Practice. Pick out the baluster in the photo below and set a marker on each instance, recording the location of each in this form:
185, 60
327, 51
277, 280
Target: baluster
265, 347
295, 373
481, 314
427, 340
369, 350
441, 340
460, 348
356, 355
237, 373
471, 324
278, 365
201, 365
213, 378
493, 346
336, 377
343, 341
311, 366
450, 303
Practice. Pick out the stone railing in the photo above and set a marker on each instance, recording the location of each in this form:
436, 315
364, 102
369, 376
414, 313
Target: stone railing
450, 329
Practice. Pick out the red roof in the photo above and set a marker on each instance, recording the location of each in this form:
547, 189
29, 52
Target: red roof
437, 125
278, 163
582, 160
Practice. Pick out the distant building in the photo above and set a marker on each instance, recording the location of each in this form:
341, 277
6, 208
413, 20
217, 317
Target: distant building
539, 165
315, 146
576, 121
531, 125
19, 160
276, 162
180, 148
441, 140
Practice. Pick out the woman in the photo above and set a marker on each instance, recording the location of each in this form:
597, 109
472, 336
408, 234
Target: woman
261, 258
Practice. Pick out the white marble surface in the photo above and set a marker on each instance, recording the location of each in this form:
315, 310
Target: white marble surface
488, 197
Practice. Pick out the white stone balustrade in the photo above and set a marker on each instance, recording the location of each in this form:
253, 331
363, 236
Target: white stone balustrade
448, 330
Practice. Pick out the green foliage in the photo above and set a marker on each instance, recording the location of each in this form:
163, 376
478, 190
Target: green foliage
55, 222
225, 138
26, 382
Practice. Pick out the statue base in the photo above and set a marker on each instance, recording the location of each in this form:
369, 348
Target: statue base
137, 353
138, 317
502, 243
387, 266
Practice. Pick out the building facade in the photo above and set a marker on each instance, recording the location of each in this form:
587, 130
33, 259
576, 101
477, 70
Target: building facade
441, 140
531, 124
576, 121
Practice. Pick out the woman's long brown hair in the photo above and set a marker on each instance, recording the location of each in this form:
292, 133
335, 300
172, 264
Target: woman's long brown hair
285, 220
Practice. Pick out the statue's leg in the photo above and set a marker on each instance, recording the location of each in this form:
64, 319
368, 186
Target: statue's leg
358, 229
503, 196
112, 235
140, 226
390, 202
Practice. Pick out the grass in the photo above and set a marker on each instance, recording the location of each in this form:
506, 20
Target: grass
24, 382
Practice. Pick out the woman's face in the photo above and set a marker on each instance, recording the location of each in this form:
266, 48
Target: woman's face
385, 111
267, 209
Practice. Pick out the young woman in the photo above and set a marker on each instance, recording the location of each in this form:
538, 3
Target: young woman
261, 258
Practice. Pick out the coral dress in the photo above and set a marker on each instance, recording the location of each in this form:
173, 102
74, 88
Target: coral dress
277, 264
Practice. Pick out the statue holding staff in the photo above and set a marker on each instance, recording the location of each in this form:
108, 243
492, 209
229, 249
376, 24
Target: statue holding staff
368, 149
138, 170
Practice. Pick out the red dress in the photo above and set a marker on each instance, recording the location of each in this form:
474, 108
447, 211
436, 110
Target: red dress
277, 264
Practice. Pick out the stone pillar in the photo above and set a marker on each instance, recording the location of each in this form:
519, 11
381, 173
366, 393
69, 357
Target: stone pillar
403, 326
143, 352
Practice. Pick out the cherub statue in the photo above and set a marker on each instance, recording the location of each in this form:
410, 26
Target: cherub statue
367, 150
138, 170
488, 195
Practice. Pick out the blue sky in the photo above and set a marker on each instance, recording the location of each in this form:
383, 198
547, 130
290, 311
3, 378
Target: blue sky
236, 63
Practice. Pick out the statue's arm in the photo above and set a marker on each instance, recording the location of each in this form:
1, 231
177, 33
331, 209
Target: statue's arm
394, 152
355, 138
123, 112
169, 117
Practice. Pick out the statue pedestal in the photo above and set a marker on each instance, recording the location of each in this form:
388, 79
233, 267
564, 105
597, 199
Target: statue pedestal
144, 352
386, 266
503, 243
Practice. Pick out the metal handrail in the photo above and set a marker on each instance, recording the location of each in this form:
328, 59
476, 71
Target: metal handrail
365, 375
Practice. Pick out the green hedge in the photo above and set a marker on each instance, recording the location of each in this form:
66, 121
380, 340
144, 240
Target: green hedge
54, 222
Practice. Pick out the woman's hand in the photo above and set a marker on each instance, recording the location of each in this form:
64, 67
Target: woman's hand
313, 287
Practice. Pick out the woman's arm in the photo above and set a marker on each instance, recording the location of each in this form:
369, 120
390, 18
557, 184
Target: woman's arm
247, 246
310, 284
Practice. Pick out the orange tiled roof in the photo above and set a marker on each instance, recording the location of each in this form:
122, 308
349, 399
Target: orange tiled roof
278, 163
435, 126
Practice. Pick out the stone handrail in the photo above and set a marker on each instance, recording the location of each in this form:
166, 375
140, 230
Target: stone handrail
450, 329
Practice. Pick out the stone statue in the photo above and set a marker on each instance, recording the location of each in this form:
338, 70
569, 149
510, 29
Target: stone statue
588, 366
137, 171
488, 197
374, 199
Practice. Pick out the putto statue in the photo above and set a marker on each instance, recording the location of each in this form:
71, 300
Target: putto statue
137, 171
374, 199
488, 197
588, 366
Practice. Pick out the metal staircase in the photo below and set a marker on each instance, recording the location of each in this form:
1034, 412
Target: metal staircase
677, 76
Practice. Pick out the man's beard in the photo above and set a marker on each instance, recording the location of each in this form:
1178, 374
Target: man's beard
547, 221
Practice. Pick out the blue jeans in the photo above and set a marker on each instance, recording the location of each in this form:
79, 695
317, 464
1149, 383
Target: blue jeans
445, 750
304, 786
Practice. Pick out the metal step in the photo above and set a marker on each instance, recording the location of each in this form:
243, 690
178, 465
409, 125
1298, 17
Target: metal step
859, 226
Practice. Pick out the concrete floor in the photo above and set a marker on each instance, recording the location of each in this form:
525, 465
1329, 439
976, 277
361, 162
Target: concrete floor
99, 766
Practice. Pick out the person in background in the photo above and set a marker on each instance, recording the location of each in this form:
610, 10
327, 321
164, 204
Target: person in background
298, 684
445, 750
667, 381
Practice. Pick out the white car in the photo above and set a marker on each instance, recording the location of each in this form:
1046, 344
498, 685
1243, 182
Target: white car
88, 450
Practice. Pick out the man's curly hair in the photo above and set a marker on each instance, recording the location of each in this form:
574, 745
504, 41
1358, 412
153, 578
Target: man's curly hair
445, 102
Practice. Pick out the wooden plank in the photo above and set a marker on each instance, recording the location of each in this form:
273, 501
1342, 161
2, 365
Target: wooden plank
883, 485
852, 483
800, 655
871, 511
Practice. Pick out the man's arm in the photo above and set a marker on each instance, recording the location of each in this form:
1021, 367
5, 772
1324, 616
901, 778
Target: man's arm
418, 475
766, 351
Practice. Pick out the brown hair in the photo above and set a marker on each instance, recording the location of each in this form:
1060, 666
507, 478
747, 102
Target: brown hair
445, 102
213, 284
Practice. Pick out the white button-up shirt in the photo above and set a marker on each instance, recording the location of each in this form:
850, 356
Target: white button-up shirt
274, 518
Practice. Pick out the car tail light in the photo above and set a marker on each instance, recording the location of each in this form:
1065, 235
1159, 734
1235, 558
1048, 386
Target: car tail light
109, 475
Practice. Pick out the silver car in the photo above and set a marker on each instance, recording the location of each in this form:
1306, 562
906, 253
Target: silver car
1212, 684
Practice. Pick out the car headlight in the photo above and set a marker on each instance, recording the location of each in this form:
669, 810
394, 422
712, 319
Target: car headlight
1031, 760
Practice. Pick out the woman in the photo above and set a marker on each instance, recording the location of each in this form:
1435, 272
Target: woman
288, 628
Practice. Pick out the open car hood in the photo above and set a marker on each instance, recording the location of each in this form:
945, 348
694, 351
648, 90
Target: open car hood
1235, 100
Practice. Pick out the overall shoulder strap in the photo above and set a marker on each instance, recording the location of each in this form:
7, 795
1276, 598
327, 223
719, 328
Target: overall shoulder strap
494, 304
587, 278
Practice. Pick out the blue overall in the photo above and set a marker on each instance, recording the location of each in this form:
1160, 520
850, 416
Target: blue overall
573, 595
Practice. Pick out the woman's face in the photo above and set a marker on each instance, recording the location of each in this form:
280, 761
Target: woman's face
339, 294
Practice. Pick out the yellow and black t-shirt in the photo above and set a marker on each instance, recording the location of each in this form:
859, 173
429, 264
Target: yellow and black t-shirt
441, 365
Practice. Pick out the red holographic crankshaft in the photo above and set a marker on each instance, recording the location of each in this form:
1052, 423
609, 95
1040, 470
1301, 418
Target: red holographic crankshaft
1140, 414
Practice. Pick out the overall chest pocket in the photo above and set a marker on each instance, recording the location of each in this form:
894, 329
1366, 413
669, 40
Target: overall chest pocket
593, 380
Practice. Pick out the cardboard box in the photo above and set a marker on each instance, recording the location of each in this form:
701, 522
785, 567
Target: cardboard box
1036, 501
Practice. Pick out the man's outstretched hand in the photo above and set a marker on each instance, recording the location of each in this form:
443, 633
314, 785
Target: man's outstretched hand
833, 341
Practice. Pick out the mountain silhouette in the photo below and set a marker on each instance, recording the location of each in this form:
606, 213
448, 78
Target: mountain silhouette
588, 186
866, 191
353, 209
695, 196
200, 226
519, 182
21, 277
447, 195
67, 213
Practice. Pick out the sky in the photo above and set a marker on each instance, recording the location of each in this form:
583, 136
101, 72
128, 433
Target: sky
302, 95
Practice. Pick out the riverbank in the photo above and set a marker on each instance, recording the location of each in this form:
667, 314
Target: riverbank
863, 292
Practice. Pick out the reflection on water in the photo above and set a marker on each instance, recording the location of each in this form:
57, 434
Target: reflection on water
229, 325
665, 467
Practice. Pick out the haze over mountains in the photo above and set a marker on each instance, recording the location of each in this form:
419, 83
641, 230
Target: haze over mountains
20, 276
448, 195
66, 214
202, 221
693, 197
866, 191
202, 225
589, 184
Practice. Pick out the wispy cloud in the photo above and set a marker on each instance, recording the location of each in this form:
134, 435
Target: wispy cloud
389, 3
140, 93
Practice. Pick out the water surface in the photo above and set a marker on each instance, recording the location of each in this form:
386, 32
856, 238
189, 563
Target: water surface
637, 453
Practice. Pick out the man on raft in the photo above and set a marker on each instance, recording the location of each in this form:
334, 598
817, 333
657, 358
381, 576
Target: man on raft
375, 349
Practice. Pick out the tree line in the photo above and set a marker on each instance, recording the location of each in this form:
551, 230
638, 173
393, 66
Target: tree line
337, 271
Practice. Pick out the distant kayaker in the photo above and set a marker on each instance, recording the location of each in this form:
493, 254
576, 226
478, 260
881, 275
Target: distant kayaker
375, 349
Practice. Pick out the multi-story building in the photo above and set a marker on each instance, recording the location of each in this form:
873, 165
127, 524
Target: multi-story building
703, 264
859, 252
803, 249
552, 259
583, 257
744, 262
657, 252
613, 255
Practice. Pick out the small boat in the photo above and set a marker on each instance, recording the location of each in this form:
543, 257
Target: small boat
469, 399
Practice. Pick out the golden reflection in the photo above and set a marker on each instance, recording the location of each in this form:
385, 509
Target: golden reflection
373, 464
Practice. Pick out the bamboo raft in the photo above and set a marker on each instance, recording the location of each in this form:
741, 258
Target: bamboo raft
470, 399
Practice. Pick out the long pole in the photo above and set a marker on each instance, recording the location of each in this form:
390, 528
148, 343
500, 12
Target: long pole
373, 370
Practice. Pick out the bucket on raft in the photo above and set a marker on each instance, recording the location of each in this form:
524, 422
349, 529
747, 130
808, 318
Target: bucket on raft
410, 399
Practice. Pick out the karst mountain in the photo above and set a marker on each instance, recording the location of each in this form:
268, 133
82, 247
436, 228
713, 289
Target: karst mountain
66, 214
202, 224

— Activity —
Go over the records above and tally the lines with the word "below" in them. Give the number alone.

— Solution for this task —
3